AIM
Can you retype every record below exactly as written?

RAW DATA
※
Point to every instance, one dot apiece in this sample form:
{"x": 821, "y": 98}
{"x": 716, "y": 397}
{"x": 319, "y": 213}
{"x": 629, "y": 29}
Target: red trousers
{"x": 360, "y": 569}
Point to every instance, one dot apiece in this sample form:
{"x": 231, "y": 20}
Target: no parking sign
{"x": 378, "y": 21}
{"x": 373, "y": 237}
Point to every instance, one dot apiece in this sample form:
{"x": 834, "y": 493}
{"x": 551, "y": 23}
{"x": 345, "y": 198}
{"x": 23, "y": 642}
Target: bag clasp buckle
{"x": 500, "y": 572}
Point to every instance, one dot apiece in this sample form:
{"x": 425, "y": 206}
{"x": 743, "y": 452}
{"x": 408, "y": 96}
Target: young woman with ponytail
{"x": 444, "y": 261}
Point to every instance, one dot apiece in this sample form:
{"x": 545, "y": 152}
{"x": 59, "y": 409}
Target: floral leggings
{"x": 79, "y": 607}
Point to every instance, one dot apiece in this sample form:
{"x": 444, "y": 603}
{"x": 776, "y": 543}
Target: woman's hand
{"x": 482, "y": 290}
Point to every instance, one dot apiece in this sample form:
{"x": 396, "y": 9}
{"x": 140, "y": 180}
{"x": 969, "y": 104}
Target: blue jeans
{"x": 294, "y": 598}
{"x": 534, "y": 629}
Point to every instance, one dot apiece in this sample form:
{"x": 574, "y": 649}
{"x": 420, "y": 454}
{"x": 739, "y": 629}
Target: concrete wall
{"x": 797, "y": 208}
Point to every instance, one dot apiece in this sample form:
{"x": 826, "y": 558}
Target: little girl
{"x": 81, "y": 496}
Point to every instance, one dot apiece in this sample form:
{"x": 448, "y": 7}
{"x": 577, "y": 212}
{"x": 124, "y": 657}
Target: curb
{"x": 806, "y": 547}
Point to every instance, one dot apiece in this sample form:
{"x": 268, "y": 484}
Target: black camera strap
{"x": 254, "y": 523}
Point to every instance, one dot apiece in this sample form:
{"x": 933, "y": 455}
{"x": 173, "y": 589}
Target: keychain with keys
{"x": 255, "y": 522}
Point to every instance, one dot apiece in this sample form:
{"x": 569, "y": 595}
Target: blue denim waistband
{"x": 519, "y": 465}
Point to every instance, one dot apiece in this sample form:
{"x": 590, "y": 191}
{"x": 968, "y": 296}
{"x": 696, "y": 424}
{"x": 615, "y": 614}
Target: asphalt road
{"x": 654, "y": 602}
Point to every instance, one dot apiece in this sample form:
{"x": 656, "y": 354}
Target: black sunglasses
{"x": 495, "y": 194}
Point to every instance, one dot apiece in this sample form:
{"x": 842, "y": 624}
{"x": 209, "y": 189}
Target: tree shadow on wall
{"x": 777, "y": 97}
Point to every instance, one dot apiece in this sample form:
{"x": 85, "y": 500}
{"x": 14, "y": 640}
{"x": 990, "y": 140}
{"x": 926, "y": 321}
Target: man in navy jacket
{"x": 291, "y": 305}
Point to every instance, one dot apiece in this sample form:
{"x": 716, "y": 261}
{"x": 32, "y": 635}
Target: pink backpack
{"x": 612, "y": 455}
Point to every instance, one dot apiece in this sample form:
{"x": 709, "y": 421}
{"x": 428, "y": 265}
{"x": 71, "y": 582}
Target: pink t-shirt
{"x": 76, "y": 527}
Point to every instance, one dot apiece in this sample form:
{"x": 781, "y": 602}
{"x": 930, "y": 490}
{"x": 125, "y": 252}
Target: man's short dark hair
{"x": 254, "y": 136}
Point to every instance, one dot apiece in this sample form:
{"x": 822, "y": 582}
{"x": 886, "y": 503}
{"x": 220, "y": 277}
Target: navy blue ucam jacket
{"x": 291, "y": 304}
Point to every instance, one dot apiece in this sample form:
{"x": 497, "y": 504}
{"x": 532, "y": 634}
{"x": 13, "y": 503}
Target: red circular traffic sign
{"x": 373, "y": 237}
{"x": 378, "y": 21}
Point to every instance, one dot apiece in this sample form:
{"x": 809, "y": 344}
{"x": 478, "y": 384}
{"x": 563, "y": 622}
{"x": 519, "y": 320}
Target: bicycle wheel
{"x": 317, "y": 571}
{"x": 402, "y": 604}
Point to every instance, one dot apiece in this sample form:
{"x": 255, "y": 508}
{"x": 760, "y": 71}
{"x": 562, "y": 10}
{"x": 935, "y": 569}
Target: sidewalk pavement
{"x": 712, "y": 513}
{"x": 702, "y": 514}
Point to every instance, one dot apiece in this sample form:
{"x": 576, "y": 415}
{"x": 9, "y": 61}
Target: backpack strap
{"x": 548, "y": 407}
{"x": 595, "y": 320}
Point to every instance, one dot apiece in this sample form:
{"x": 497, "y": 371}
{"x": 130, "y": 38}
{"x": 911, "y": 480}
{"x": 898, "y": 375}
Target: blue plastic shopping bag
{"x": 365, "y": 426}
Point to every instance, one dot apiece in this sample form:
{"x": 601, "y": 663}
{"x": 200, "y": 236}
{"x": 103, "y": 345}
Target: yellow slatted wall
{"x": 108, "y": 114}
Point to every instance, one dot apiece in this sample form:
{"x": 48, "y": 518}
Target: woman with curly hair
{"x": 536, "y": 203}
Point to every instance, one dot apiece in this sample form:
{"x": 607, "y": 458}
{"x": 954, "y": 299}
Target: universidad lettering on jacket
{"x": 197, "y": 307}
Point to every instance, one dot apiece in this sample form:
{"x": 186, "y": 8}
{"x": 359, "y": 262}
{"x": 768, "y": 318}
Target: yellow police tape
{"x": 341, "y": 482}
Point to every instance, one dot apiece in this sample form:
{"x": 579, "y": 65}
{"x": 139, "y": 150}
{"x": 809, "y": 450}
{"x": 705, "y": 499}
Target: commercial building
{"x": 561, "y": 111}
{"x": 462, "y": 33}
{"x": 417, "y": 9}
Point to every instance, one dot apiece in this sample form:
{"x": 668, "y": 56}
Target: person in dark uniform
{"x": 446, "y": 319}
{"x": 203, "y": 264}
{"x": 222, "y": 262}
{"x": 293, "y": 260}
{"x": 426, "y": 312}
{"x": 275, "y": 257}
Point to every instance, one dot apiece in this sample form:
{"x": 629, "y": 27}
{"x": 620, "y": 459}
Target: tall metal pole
※
WRITTEN SOLUTION
Point to every instance, one dot apiece in this sample form:
{"x": 821, "y": 98}
{"x": 716, "y": 397}
{"x": 319, "y": 213}
{"x": 629, "y": 29}
Target: red trousers
{"x": 360, "y": 569}
Point to every instance, one dot apiece in this sample form:
{"x": 231, "y": 20}
Target: no parking sign
{"x": 378, "y": 21}
{"x": 373, "y": 237}
Point to every instance, one dot apiece in this sample form:
{"x": 834, "y": 493}
{"x": 551, "y": 23}
{"x": 345, "y": 198}
{"x": 23, "y": 642}
Target: bag clasp buckle
{"x": 500, "y": 572}
Point to every instance, one dot apiece in this sample form:
{"x": 425, "y": 206}
{"x": 743, "y": 452}
{"x": 408, "y": 96}
Target: young woman with ponytail
{"x": 444, "y": 261}
Point to every instance, one dot apiece in this sample form:
{"x": 545, "y": 152}
{"x": 59, "y": 409}
Target: floral leggings
{"x": 79, "y": 607}
Point to every instance, one dot apiece in this sample form:
{"x": 444, "y": 603}
{"x": 776, "y": 543}
Target: woman's hand
{"x": 482, "y": 290}
Point to every instance, one dot apiece in this sample form:
{"x": 396, "y": 9}
{"x": 140, "y": 180}
{"x": 969, "y": 104}
Target: blue jeans
{"x": 294, "y": 598}
{"x": 534, "y": 629}
Point to every instance, one dot apiece in this sample form:
{"x": 574, "y": 649}
{"x": 420, "y": 454}
{"x": 739, "y": 629}
Target: concrete wall
{"x": 797, "y": 208}
Point to every instance, one dot apiece in this sample form:
{"x": 826, "y": 558}
Target: little girl
{"x": 81, "y": 496}
Point to every instance, one dot apiece in this sample form:
{"x": 448, "y": 7}
{"x": 577, "y": 212}
{"x": 124, "y": 657}
Target: curb
{"x": 806, "y": 547}
Point to every instance, one dot apiece in this sample form:
{"x": 268, "y": 484}
Target: black camera strap
{"x": 254, "y": 523}
Point to every instance, one dot apiece in this sample form:
{"x": 933, "y": 455}
{"x": 173, "y": 589}
Target: keychain with keys
{"x": 255, "y": 522}
Point to every instance, one dot apiece in this sample form:
{"x": 569, "y": 595}
Target: blue denim waistband
{"x": 519, "y": 465}
Point to every instance, one dot apiece in this sample form:
{"x": 590, "y": 191}
{"x": 968, "y": 296}
{"x": 696, "y": 424}
{"x": 615, "y": 614}
Target: asphalt road
{"x": 654, "y": 602}
Point to every instance, one dot apiece in this sample form:
{"x": 656, "y": 354}
Target: black sunglasses
{"x": 495, "y": 194}
Point to every instance, one dot apiece in this sample form:
{"x": 842, "y": 624}
{"x": 209, "y": 189}
Target: tree shadow on wall
{"x": 777, "y": 97}
Point to every instance, one dot apiece in this sample form:
{"x": 85, "y": 500}
{"x": 14, "y": 640}
{"x": 990, "y": 140}
{"x": 926, "y": 321}
Target: man in navy jacket
{"x": 291, "y": 305}
Point to every instance, one dot apiece in this sample form:
{"x": 716, "y": 261}
{"x": 32, "y": 635}
Target: pink backpack
{"x": 612, "y": 455}
Point to every instance, one dot apiece in this sample form:
{"x": 709, "y": 421}
{"x": 428, "y": 265}
{"x": 71, "y": 582}
Target: pink t-shirt
{"x": 76, "y": 527}
Point to every instance, one dot apiece in this sample form:
{"x": 781, "y": 602}
{"x": 930, "y": 490}
{"x": 125, "y": 252}
Target: man's short dark hair
{"x": 254, "y": 136}
Point to every instance, one dot apiece in this sample form:
{"x": 822, "y": 582}
{"x": 886, "y": 503}
{"x": 220, "y": 277}
Target: navy blue ucam jacket
{"x": 291, "y": 304}
Point to every instance, one dot apiece in this sample form:
{"x": 497, "y": 504}
{"x": 532, "y": 634}
{"x": 13, "y": 503}
Target: red circular traffic sign
{"x": 373, "y": 237}
{"x": 378, "y": 21}
Point to every instance, one dot apiece in this sample form:
{"x": 809, "y": 344}
{"x": 478, "y": 384}
{"x": 563, "y": 622}
{"x": 519, "y": 320}
Target: bicycle wheel
{"x": 317, "y": 571}
{"x": 402, "y": 604}
Point to every instance, one dot apiece in this sample form:
{"x": 255, "y": 508}
{"x": 760, "y": 71}
{"x": 562, "y": 10}
{"x": 935, "y": 569}
Target: sidewalk pavement
{"x": 712, "y": 513}
{"x": 702, "y": 514}
Point to every instance, one dot apiece in this sample form:
{"x": 576, "y": 415}
{"x": 9, "y": 61}
Target: backpack strap
{"x": 548, "y": 407}
{"x": 595, "y": 320}
Point to every instance, one dot apiece in this sample form:
{"x": 497, "y": 371}
{"x": 130, "y": 38}
{"x": 911, "y": 480}
{"x": 898, "y": 375}
Target: blue plastic shopping bag
{"x": 365, "y": 426}
Point to every instance, one dot apiece in this sample form:
{"x": 601, "y": 663}
{"x": 200, "y": 236}
{"x": 103, "y": 345}
Target: yellow slatted wall
{"x": 108, "y": 114}
Point to every instance, one dot apiece in this sample form:
{"x": 48, "y": 518}
Target: woman with curly hair
{"x": 536, "y": 203}
Point to every instance, one dot apiece in this sample form:
{"x": 607, "y": 458}
{"x": 954, "y": 299}
Target: universidad lettering on jacket
{"x": 197, "y": 307}
Point to every instance, one dot apiece in this sample form:
{"x": 186, "y": 8}
{"x": 359, "y": 262}
{"x": 768, "y": 318}
Target: yellow police tape
{"x": 341, "y": 482}
Point to every instance, one dot apiece in this sample form:
{"x": 579, "y": 65}
{"x": 139, "y": 150}
{"x": 809, "y": 450}
{"x": 705, "y": 499}
Target: commercial building
{"x": 561, "y": 111}
{"x": 462, "y": 33}
{"x": 417, "y": 9}
Point to every instance, one dot apiece in this sample form:
{"x": 668, "y": 56}
Target: person in dark uniform
{"x": 446, "y": 319}
{"x": 203, "y": 264}
{"x": 222, "y": 262}
{"x": 293, "y": 260}
{"x": 426, "y": 312}
{"x": 275, "y": 257}
Point to every instance, one dot apiece in this sample form:
{"x": 629, "y": 27}
{"x": 620, "y": 459}
Target: tall metal pole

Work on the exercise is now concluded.